═══ Text provided ═══

See the MSA Search Guide for detailed usage and parameters.

A3M to Multimer MSA Conversion (NEW)

Convert ColabFold-generated A3M monomer MSA files to paired multimer format for Boltz2:

from boltz2_client import (
    Boltz2Client,
    convert_a3m_to_multimer_csv,
    create_paired_msa_per_chain,
    Polymer, PredictionRequest
)

# Convert A3M files to paired MSA (auto-detects pairing mode)
result = convert_a3m_to_multimer_csv(
    a3m_files={'A': 'chain_A.a3m', 'B': 'chain_B.a3m'}
)
print(f"Paired {result.num_pairs} sequences")

# Create per-chain MSA structures for Boltz2
msa_per_chain = create_paired_msa_per_chain(result)

# Create polymers with paired MSA
protein_A = Polymer(id="A", molecule_type="protein", 
                    sequence=result.query_sequences['A'],
                    msa=msa_per_chain['A'])
protein_B = Polymer(id="B", molecule_type="protein",
                    sequence=result.query_sequences['B'],
                    msa=msa_per_chain['B'])

# Predict complex structure
client = Boltz2Client(base_url="http://localhost:8000")
response = await client.predict(PredictionRequest(
    polymers=[protein_A, protein_B],
    recycling_steps=3,
    sampling_steps=200
))

CLI One-Command Prediction

# Predict directly from A3M files (converts + predicts in one step)
boltz2 --base-url http://localhost:8000 multimer-msa \
    chain_A.a3m chain_B.a3m \
    -c A,B \
    -o complex.cif

# Save all outputs: structure, paired CSVs, and confidence scores
boltz2 --base-url http://localhost:8000 multimer-msa \
    chain_A.a3m chain_B.a3m \
    -c A,B \
    -o complex.cif \
    --save-csv \    # Save paired CSV files
    --save-all      # Save scores JSON (confidence, pLDDT, pTM, etc.)

# With multi-endpoint load balancing
boltz2 --multi-endpoint \
    --base-url "http://gpu1:8000,http://gpu2:8000,http://gpu3:8000" \
    multimer-msa chain_A.a3m chain_B.a3m -c A,B -o complex.cif --save-all

Output files with --save-all --save-csv --write-full-pae:

output/
├── complex.cif              # 3D structure (mmCIF) or .pdb with --output-format pdb
├── complex.scores.json      # Confidence scores, pLDDT, pTM, ipTM, metrics
├── complex.pae.json         # PAE matrix (with --write-full-pae)

═══

_Task to complete_
In the A3M conversion guide, copy the passage from "A3M to Multimer" up to and including "(auto-detects pairing mode)", renaming "ColabFold" to "MMseqs2" wherever it appears.

═══ Data shown ═══

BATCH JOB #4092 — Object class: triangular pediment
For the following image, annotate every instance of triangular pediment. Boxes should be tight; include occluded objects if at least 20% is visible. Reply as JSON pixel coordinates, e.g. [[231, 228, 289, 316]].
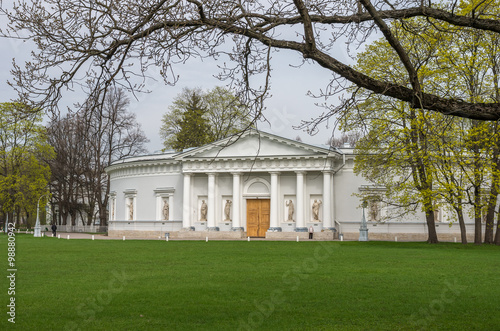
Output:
[[178, 130, 329, 159]]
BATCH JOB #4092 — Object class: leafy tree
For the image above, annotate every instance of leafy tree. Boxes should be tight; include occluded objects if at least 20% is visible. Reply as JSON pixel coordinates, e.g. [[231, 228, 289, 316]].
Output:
[[0, 0, 500, 124], [347, 5, 499, 244], [48, 90, 148, 225], [172, 88, 210, 151], [0, 103, 54, 228], [160, 87, 251, 150]]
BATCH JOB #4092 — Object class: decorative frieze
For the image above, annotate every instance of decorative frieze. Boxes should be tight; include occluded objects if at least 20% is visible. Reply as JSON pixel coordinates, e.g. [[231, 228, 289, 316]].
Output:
[[182, 155, 334, 173]]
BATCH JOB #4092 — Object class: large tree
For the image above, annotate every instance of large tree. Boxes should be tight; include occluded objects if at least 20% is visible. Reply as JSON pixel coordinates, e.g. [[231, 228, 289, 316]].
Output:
[[2, 0, 500, 120], [344, 9, 500, 244], [160, 86, 252, 150], [0, 103, 54, 228], [49, 89, 148, 225]]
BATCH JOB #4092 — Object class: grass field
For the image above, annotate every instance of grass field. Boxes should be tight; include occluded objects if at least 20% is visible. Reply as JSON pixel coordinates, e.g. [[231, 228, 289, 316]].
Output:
[[0, 235, 500, 330]]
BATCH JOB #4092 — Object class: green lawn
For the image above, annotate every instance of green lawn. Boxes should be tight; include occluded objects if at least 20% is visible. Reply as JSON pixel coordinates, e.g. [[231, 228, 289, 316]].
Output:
[[0, 234, 500, 330]]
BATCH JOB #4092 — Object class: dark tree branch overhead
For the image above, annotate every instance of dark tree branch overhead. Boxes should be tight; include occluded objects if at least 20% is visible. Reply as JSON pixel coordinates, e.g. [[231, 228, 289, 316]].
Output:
[[0, 0, 500, 120]]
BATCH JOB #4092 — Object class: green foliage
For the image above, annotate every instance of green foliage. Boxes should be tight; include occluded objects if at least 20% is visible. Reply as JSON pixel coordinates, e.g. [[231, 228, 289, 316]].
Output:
[[0, 103, 55, 223], [172, 92, 210, 151], [343, 1, 500, 243], [160, 87, 252, 151]]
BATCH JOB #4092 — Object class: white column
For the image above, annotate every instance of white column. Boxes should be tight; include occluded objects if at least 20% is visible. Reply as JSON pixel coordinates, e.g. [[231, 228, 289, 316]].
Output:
[[231, 173, 243, 231], [323, 171, 333, 229], [182, 173, 194, 231], [269, 172, 281, 232], [295, 171, 307, 232], [207, 173, 219, 231]]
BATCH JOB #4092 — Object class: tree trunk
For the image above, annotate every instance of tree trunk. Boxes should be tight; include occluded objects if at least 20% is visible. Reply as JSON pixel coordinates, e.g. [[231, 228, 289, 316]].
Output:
[[495, 208, 500, 245], [456, 204, 467, 245], [425, 209, 439, 244], [484, 153, 500, 244], [474, 199, 482, 245]]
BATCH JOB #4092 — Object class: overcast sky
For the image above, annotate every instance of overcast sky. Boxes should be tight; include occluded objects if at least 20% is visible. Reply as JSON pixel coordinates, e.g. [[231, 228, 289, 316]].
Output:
[[0, 22, 347, 152]]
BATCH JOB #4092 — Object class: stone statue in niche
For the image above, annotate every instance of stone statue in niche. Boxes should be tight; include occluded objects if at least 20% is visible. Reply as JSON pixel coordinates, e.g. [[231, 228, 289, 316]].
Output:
[[128, 199, 134, 221], [163, 199, 170, 221], [286, 200, 295, 222], [369, 200, 380, 222], [312, 200, 323, 222], [224, 200, 233, 222], [200, 200, 208, 222]]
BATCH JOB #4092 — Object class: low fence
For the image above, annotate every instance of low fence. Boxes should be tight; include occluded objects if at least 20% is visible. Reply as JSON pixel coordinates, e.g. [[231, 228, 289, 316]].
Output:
[[335, 221, 485, 242]]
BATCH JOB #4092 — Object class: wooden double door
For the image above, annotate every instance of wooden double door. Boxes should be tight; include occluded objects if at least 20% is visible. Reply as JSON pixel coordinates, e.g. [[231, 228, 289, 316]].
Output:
[[247, 199, 271, 237]]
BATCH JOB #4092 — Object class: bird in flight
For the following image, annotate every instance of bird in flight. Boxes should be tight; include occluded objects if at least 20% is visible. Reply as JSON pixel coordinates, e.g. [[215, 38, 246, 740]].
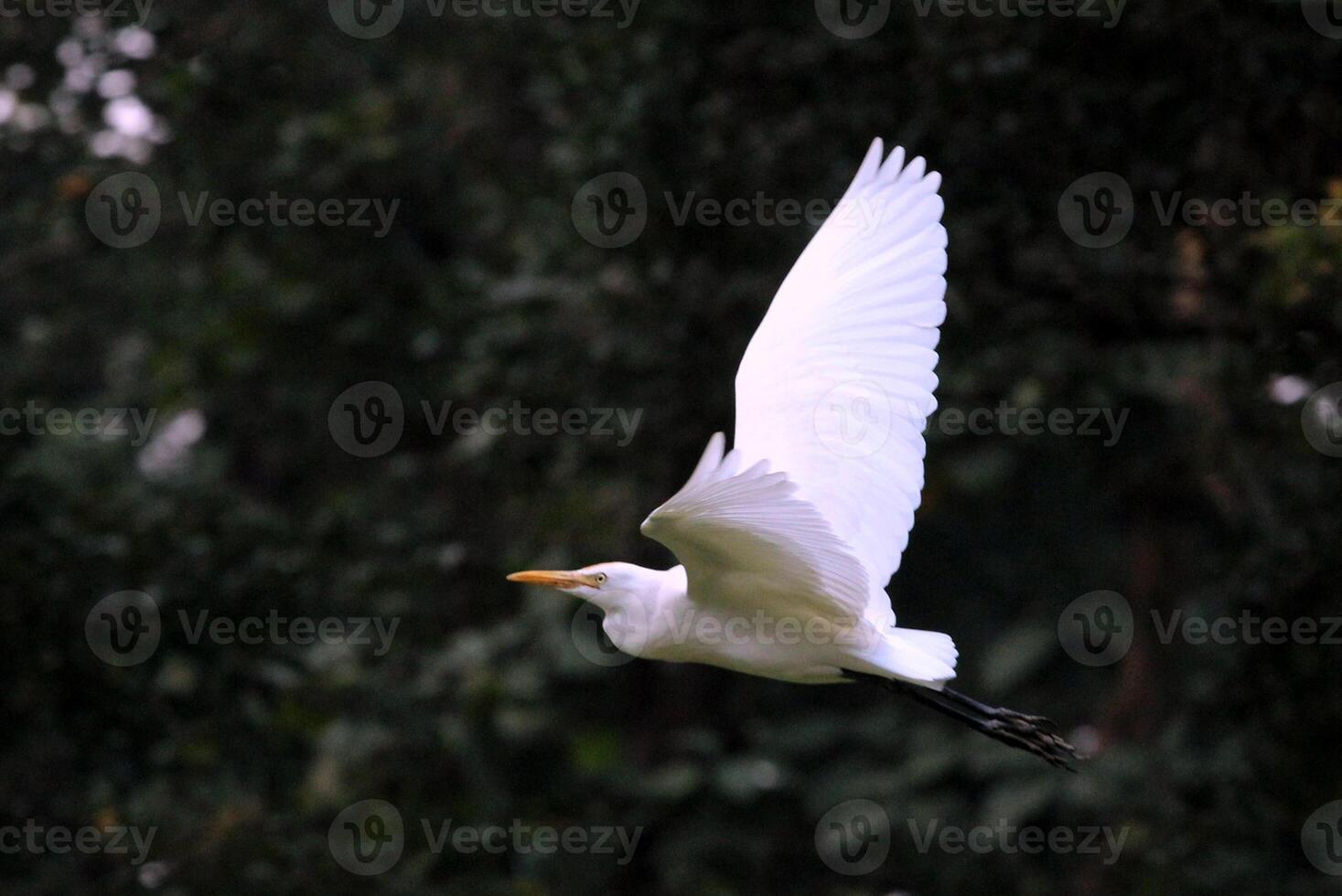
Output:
[[508, 138, 1077, 767]]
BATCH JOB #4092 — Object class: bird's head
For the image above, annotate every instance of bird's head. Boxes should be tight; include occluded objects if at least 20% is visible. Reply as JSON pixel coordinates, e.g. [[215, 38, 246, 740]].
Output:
[[508, 563, 663, 611]]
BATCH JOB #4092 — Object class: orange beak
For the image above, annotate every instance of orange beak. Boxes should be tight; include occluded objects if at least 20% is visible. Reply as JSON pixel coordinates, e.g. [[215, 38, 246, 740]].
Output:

═══

_Your response_
A3M to Multimer MSA Conversion (NEW)

Convert MMseqs2-generated A3M monomer MSA files to paired multimer format for Boltz2:

from boltz2_client import (
    Boltz2Client,
    convert_a3m_to_multimer_csv,
    create_paired_msa_per_chain,
    Polymer, PredictionRequest
)

# Convert A3M files to paired MSA (auto-detects pairing mode)